## What this exercise asks
1. In the car lot article below, how many cars did Brown have hauled away and crushed because of meth contamination?
2. Please carry on the car lot article below from its last sentence.

Oak Harbor car lot contaminated by meth makes history
By JESSIE STENSLAND
Whidbey News Times Assistant editor
July 15, 2009 · Updated 9:58 AM
A North Whidbey used car lot earned the unfortunate distinction of becoming the first dealership to have its license yanked by the state due to methamphetamine contamination.
The state Department of Licensing issued a summary suspension of O&J Sales’ license last week. The notice of summary suspension states that meth contamination of vehicles, as well as the business’ failure to transfer titles in a timely manner, as the reasons for the action. Brad Benfield, spokesman for the department, said it was the first time meth contamination has been cited in a suspension.
But the owner of O&J Sales is frustrated by what he feels is an overzealous health department, unclear state rules about meth contamination and the unequal application of those rules.
“If the standards were applied to every car dealership in the state, most of them would go out of business,” said Oak Harbor resident Mark Brown, a retired elementary school teacher and owner of the car lot.
The standard that the Island County Health Department used is so low, Brown said, that a meth smoker could contaminate a car by simply going on a test drive. On the other side, health officials are just starting to realize the mounting problems with meth use — specifically the smoking of the crystalline drug — tainting homes and cars, possibly putting unsuspecting people at a health risk.
Brown said he had 22 cars, valued at nearly $70,000, hauled away and crushed last week because they were contaminated with meth. He said it wasn’t worth the high cost of cleaning the used cars, which involves a certified specialist, especially since they will be hard to sell with a contamination history.
Brown is especially outraged that one of the contaminated cars came from a State Patrol auction, which means the law enforcement agency sold a contaminated vehicle. The car had been seized by the State Patrol after drugs were found inside, according to Brown.
For O&J, the problems began in March when the Island County Sheriff’s Office raided the Goldie Road lot and found 94 grams of meth, which detectives said was worth about $9,000. Deputies arrested the manager, Brown’s son Nolan, for meth possession. Nolan had a history of drug problems; his father said he bought the business to give his son a profitable job.
After the drug bust, employees from the Island County Health Department tested the building and three cars for meth. Officials didn’t suspect that meth was being manufactured, but they were concerned smoke from meth use could have caused contamination. Marie Piper, an environmental health specialist, was shocked when all the swabs came back positive for meth; the building was tested at 5,200 times the state standard.
But the standard is part of the problem, in Brown’s view. The state set the meth decontamination level at 0.1 micrograms per 100 centimeters squared. The level is not based on health concerns, but it’s merely the lowest level that can be detected with current tests. Companies certified to clean meth contamination must get below that number.

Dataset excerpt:

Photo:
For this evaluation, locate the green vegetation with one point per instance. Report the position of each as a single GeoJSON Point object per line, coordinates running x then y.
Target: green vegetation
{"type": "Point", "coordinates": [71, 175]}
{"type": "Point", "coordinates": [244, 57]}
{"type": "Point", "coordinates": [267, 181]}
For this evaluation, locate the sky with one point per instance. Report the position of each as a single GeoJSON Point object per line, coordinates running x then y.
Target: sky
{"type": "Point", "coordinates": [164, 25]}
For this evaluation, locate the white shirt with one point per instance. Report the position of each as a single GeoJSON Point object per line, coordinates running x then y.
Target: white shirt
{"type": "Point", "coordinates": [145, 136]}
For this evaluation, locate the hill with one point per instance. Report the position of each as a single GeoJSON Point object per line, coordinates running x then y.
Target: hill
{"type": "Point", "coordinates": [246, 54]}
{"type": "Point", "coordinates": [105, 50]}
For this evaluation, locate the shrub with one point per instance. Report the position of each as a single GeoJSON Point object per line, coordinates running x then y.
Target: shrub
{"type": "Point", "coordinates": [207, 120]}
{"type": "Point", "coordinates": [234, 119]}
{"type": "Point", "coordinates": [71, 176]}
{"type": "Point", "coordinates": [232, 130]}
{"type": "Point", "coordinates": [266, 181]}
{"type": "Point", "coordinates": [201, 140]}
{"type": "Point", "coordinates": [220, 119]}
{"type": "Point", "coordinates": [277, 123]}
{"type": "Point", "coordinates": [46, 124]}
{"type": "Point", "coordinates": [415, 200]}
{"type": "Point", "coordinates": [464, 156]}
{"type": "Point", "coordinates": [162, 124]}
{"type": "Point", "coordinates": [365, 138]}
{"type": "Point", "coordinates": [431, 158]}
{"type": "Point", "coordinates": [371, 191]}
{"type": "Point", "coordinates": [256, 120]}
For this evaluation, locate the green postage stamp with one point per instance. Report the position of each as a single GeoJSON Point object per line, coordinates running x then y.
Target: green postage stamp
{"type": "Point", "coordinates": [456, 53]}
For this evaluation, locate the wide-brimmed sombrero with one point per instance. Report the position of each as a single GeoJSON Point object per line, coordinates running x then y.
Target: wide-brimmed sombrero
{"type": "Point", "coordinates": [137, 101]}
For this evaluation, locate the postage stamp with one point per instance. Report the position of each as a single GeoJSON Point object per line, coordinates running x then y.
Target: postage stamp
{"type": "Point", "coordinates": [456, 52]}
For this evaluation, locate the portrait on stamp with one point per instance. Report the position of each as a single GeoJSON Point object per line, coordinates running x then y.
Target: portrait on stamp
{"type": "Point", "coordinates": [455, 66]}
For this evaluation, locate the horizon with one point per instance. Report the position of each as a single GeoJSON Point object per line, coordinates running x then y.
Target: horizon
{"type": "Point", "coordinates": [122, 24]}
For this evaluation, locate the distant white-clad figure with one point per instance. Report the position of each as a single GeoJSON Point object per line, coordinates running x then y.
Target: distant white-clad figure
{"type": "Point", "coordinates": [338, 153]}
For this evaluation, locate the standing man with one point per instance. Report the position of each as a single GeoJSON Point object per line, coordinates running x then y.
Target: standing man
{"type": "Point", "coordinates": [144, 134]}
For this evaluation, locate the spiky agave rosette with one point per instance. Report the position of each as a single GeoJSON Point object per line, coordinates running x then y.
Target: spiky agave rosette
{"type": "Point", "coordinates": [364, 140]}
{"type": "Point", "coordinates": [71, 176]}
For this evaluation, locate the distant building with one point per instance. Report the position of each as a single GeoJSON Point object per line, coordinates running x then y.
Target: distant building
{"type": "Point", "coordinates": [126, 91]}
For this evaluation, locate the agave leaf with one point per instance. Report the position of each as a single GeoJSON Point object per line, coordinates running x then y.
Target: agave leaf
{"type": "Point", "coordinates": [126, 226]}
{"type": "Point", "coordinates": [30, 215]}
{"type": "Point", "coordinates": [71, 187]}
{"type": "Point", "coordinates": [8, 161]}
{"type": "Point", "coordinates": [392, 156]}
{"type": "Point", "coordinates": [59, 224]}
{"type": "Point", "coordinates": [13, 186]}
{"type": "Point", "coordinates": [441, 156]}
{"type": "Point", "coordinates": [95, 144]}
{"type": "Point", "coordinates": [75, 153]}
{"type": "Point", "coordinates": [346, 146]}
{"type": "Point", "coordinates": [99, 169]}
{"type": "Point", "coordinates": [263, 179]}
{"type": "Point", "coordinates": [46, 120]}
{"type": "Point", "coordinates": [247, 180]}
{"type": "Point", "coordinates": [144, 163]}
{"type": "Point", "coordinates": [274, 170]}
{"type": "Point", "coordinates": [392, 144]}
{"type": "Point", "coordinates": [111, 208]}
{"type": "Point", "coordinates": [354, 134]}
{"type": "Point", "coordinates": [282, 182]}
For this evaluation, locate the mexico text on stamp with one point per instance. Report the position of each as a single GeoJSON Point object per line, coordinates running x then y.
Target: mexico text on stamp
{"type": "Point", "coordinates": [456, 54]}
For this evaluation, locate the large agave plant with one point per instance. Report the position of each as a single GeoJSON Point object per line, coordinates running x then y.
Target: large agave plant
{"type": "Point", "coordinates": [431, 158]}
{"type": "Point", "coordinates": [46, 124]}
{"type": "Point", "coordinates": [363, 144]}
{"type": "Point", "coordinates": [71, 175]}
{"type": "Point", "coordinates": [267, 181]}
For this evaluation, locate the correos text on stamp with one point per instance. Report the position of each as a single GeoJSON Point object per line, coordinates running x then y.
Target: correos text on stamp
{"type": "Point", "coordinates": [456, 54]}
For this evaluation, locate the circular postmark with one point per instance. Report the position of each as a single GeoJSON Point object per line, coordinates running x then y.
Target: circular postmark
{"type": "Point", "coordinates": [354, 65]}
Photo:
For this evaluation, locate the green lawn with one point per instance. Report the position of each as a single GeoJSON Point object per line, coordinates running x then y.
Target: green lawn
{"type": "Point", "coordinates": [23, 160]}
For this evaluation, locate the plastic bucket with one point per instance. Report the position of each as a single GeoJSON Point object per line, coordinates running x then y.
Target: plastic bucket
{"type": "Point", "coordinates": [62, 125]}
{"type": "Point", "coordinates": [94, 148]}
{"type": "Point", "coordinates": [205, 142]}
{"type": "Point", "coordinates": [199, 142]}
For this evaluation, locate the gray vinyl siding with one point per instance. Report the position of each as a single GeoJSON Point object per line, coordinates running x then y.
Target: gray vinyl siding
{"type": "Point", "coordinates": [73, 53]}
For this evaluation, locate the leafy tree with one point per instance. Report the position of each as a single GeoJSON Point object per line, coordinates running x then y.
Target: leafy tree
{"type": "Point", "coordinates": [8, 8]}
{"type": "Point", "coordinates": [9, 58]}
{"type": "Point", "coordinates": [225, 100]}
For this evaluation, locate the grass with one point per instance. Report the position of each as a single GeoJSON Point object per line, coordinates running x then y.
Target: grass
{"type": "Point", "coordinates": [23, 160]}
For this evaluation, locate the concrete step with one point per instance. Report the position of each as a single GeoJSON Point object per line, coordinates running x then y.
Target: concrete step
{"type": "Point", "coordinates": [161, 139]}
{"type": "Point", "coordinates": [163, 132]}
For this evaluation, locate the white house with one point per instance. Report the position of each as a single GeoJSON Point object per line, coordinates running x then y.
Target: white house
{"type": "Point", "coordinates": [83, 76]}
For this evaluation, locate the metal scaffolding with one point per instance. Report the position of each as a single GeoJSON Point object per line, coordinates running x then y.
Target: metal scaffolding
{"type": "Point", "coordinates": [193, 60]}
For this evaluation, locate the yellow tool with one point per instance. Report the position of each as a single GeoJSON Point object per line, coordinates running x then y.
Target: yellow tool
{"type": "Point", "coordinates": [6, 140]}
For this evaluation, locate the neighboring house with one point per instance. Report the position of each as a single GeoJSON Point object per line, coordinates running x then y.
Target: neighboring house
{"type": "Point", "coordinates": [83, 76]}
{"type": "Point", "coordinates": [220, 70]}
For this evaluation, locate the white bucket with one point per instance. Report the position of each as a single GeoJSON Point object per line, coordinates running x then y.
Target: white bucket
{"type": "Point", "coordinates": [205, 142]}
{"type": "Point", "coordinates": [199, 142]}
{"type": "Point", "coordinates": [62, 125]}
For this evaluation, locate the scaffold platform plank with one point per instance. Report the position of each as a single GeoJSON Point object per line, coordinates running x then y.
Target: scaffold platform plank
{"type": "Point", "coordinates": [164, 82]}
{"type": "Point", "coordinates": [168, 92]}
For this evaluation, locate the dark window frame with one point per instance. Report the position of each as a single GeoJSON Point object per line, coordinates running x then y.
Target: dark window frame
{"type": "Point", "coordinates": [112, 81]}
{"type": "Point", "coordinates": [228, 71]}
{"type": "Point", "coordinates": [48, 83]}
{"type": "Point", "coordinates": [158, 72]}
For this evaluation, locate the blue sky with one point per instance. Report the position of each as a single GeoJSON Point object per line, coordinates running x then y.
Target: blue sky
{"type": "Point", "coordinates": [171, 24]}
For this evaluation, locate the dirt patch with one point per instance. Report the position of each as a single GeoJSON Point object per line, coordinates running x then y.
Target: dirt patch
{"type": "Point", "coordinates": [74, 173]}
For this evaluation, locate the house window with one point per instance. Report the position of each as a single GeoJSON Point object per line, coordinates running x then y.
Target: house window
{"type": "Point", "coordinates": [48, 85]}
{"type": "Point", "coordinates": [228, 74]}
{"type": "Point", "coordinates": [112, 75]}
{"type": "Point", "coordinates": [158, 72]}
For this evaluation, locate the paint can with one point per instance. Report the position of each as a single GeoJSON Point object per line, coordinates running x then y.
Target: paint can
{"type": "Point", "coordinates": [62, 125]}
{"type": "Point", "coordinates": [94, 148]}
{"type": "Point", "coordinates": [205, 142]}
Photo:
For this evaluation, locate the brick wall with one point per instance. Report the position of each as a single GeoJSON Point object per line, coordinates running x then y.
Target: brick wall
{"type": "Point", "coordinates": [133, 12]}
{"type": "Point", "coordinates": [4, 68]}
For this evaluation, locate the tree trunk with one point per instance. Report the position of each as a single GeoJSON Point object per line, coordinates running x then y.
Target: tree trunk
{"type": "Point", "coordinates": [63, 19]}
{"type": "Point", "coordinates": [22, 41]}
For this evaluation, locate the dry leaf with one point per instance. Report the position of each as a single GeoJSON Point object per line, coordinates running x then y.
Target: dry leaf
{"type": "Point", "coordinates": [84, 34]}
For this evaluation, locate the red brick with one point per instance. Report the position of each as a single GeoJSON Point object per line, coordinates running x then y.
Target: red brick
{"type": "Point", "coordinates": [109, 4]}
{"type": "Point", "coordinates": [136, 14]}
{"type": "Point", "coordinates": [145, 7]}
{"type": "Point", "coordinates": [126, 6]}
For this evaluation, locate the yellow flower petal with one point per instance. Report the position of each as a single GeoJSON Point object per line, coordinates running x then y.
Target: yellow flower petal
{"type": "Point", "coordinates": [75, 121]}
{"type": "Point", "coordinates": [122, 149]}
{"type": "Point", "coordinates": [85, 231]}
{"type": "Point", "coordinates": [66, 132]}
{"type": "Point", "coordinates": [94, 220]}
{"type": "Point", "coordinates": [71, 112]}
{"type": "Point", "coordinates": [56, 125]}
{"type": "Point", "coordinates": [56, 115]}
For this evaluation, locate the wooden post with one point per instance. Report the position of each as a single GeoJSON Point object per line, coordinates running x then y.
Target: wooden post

## Results in order
1. 22 cars.

2.
This spring, the state of California set the level of meth contamination at 1.5 micrograms per 100 centimeters squared, which is 15 times the Washington standard. California’s number was based on scientific studies of the effect of meth contamination.
If the California standard was used, Brown said only five of the cars would have been considered positive for meth contamination.
Piper said she would probably support using the California standard in Washington in the future, but she has to follow the current law. Even so, she said having five cars contaminated to the level of proven health danger is a serious problem and necessitated the shut down.
“A factor of 15 isn’t a great deal when dealing with health issues,” Piper said. “I don’t think the Washington state standard was overly burdensome.”
A total of 61 vehicles on the lot were tested and 29 came back as “hot” or contaminated.
In response to the Department of Licensing investigation, Brown pointed out that 10 vehicle titles were late in being transfered because the Sheriff’s Office seized them when the search warrant was served. He eventually got them back and transfered them all over. The Department of Licensing investigation notes that the criminal investigation caused the delay, but it was still cited as a reason for the license suspension.
It’s been an expensive problem for both the dealership and the county. Piper said the health department ended up paying for most of the testing after a high-tech device proved to be inaccurate and Brown kept delaying the testing. The county’s funds for testing come from a grant. Brown said he paid to have 19 cars tested at a cost of $12,000.
Brown said he’ll probably pay to have five of the cars cleaned, which costs about $2,500 each. He said he spent $12,000 to have the office cleaned.
Brown feels that he is being unfairly singled out by the Health Department. He postulated that all used car dealerships in the state, and maybe some new car lots, have vehicles for sale that are contaminated by meth, based on the state standard.
Piper isn’t so sure that’s true, though she said there’s probably a lot of contaminated cars circulating. She said the O&J manager took a risk in buying cars with questionable backgrounds, such as the car seized by law enforcement. What’s more important to remember, Piper said, is that Nolan Brown brought scrutiny on to the car lot by allegedly possessing meth. Under law, she said health officials have to order testing when there’s a reason to suspect contamination.
On the other hand, Piper said she agrees that the State Patrol shouldn’t sell a car without testing when there’s a reason to suspect contamination. And if a car is seized because of drug-related activity, that’s a really good reason.
“That’s something I’m going to look into once I get some time,” she said.
Piper said the issue of meth contamination is keeping her very busy. She’s dealt with 12 contaminated properties so far this year. In the two previous years, there were only a total of 10 cases.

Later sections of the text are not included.